SET EXERCISE: Please copy out each of the lines below verbatim.

DATA FOR THIS TASK:
** start **

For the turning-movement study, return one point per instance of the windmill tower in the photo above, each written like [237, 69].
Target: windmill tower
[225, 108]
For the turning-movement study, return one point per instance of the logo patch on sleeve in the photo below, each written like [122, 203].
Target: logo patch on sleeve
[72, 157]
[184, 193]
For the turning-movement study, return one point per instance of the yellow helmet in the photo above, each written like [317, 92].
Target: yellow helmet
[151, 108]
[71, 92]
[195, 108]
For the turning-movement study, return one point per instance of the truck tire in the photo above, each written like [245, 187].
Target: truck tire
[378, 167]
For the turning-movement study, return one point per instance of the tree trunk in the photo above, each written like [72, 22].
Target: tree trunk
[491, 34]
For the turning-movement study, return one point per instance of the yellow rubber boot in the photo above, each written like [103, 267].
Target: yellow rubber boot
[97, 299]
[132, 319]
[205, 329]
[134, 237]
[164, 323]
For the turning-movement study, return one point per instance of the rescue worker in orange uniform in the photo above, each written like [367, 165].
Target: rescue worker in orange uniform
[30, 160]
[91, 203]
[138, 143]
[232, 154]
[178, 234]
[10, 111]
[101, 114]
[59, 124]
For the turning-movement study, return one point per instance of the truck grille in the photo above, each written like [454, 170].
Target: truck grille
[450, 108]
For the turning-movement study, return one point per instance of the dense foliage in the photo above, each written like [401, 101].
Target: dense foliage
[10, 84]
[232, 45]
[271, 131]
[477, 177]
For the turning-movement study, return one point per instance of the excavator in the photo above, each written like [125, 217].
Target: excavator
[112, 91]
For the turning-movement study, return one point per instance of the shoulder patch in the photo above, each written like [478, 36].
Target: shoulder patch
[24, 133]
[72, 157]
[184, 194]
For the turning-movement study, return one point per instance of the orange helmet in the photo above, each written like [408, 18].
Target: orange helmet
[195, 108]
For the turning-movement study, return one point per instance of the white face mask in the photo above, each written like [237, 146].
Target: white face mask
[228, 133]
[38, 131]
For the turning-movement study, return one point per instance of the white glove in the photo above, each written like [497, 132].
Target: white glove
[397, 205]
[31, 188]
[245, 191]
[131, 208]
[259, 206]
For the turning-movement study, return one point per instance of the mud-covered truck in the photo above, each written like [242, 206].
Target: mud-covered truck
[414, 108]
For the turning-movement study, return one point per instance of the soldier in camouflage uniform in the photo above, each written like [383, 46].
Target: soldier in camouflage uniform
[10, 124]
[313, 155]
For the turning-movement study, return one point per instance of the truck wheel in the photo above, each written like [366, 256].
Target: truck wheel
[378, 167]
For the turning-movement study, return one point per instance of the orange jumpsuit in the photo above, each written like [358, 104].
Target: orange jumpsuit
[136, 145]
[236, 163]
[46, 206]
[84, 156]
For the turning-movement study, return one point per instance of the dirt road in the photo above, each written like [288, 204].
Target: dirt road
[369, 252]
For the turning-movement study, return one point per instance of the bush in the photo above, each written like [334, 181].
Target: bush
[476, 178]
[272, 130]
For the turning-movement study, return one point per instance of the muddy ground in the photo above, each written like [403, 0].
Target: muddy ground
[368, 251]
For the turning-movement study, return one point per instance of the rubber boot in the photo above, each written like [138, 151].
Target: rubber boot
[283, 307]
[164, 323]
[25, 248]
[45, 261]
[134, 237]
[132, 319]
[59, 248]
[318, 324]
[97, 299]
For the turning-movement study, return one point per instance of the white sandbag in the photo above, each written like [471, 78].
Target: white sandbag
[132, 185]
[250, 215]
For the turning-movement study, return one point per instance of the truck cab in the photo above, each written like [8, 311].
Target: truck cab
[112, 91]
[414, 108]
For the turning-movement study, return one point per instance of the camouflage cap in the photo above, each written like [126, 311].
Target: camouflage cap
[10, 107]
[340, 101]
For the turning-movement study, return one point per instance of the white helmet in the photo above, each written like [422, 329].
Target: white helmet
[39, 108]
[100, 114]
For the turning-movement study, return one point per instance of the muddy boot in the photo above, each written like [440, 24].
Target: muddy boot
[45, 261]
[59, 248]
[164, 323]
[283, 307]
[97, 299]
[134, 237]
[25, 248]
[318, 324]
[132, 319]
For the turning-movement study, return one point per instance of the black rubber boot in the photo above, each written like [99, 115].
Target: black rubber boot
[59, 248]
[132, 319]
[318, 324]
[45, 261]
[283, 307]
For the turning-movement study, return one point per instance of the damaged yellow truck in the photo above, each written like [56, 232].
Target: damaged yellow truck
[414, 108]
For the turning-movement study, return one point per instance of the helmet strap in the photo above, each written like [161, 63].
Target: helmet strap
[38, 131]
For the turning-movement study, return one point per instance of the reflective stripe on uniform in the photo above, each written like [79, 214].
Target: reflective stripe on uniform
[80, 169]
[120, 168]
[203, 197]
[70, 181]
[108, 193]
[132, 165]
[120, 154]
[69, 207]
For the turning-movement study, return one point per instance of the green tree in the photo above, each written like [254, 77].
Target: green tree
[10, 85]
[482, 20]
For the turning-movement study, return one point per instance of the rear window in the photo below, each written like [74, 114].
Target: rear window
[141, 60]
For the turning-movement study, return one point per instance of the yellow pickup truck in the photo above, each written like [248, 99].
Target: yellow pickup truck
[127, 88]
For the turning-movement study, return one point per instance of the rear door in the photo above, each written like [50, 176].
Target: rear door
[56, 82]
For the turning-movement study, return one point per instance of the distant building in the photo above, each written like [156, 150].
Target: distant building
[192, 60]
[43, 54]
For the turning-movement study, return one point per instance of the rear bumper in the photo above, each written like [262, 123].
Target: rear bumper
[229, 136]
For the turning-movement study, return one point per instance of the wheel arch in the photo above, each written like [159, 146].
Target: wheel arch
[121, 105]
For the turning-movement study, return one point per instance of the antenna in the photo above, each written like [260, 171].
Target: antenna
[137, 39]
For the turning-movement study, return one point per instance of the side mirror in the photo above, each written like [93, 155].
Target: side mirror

** end **

RESPONSE FOR THIS EXERCISE:
For the turning-movement study, return one point per instance of the windmill tower in the photo above, each written like [237, 69].
Target: windmill tower
[225, 108]
For the turning-movement study, return one point per instance of the logo patch on sleeve in the photo below, each written like [122, 203].
Target: logo patch on sleeve
[72, 157]
[184, 193]
For the turning-movement study, return one point per instance of the yellow helmet in the photo above, each written like [317, 92].
Target: yellow helmet
[151, 108]
[71, 92]
[195, 108]
For the turning-movement study, return one point per instance of the truck tire in the photo above, each written like [245, 187].
Target: truck tire
[378, 167]
For the turning-movement study, return one point per instance of the tree trunk in the photo above, each written like [72, 22].
Target: tree trunk
[491, 34]
For the turning-movement study, return one point per instance of the yellow rubber boot in the photo above, each written like [103, 267].
Target: yellow rubber boot
[97, 299]
[132, 319]
[205, 329]
[134, 237]
[164, 323]
For the turning-movement study, return one point per instance of the rescue worker in orange uniform in the photo above, each written like [367, 165].
Target: rescue worker in orange uniform
[30, 160]
[91, 203]
[138, 143]
[232, 154]
[178, 234]
[10, 111]
[101, 114]
[59, 124]
For the turning-movement study, return one point per instance of the truck grille in the photo above, each written like [454, 170].
Target: truck grille
[450, 108]
For the turning-movement study, return one point per instance of the dense foliage in the photo above, each written like [401, 101].
Target: dense foliage
[10, 84]
[232, 45]
[271, 131]
[477, 177]
For the turning-movement study, return one point per instance of the excavator in the photo above, each written like [125, 217].
Target: excavator
[112, 91]
For the turning-movement study, return one point per instance of the shoulder patch in the photo above, each written like [478, 36].
Target: shoulder patch
[24, 133]
[72, 157]
[184, 194]
For the turning-movement study, return one point per instance of the orange helmet in the photo above, each written like [408, 18].
Target: orange helmet
[195, 108]
For the turning-movement study, return one point per instance of the white face mask in the photo above, each written like [237, 146].
Target: white face mask
[228, 133]
[38, 131]
For the turning-movement study, return one point per instance of the white glove in the photo above, each written like [497, 132].
Target: white glove
[397, 205]
[31, 188]
[245, 191]
[131, 208]
[259, 206]
For the turning-movement study, return one point per instance of the mud-covered truck in the photo above, each written like [242, 206].
Target: mud-covered truck
[414, 108]
For the turning-movement study, return one point per instance of the soldier in camouflage uniform in the photo above, each written like [383, 46].
Target: soldier in camouflage uniform
[10, 124]
[313, 155]
For the turning-movement study, return one point per instance of the truck wheel in the photo above, each written like [366, 256].
Target: truck wheel
[378, 167]
For the turning-movement study, return one point per instance of the orange jumpsuit in the photo above, each written like [358, 104].
Target: orange jumpsuit
[136, 145]
[236, 163]
[46, 206]
[84, 156]
For the turning-movement study, return one point per instance of the dirt road in the photo above, each written like [288, 204].
Target: dirt road
[369, 252]
For the turning-movement study, return one point per instance of the bush in the photo above, each written like [334, 181].
Target: bush
[476, 178]
[272, 130]
For the turning-movement study, return one point per instance of the muddy ground in the photo above, each written like [403, 0].
Target: muddy ground
[368, 251]
For the turning-movement study, return one point per instance of the rubber boot in the photo above, each written like [138, 151].
Target: rubber boot
[283, 307]
[164, 323]
[25, 248]
[45, 261]
[134, 237]
[132, 319]
[59, 248]
[318, 324]
[97, 299]
For the turning-movement study, return one point per instance of the white sandbag in the photo above, each written like [471, 78].
Target: white sandbag
[132, 185]
[250, 215]
For the turning-movement study, return one point per instance of the truck cab in the photo above, each written like [8, 311].
Target: truck cab
[112, 91]
[414, 108]
For the turning-movement study, return one point per instance of the camouflage cap in the photo above, each written like [126, 311].
Target: camouflage cap
[10, 107]
[340, 101]
For the turning-movement study, return one point per instance of the white helmet in the photo above, each written like [422, 329].
Target: white helmet
[39, 108]
[100, 114]
For the turning-movement study, return one point per instance of the muddy boot in the photo above, each written like [440, 24].
Target: muddy boot
[45, 261]
[59, 248]
[164, 323]
[283, 307]
[97, 299]
[134, 237]
[25, 248]
[318, 324]
[132, 319]
For the turning-movement study, return one point per instance of the black rubber boot in the photo above, each written like [99, 115].
Target: black rubber boot
[59, 248]
[132, 319]
[318, 324]
[45, 261]
[283, 307]
For the turning-movement study, return one point per instance of the damaged yellow truck in the photo above, each written like [56, 232].
Target: damaged yellow truck
[414, 108]
For the turning-movement study, return one point per instance of the helmet strap in the photo above, each written like [161, 63].
Target: helmet strap
[38, 131]
For the turning-movement study, return one point per instance of the reflective stripe on uniform in the photo above, each written like [79, 214].
Target: reflective stripe on uniform
[80, 169]
[120, 168]
[203, 197]
[70, 181]
[108, 193]
[132, 165]
[120, 154]
[69, 207]
For the turning-movement study, return one point per instance of the green tree in the photo above, each written like [254, 77].
Target: green tree
[10, 85]
[482, 20]
For the turning-movement study, return one point per instance of the rear window in the photo below, each written like [74, 114].
Target: rear window
[141, 60]
For the turning-movement study, return one point per instance of the yellow pickup truck in the photo above, each written like [248, 99].
Target: yellow pickup truck
[127, 88]
For the turning-movement study, return one point per instance of the rear door in the photo above, each written like [50, 176].
Target: rear door
[56, 82]
For the turning-movement study, return one point per instance of the distant building in the photo above, each written like [156, 150].
Target: distant building
[192, 60]
[43, 54]
For the turning-movement study, return one point per instance of the rear bumper in the photo above, each written like [262, 123].
Target: rear bumper
[229, 136]
For the turning-movement study, return one point per instance of the wheel arch in the photo above, each written like [159, 146].
Target: wheel arch
[121, 105]
For the turning-movement study, return one point per instance of the antenna in the photo above, each written like [260, 171].
Target: antenna
[137, 39]
For the turning-movement study, return one point per instance of the side mirror in the photo above, each written like [93, 155].
Target: side mirror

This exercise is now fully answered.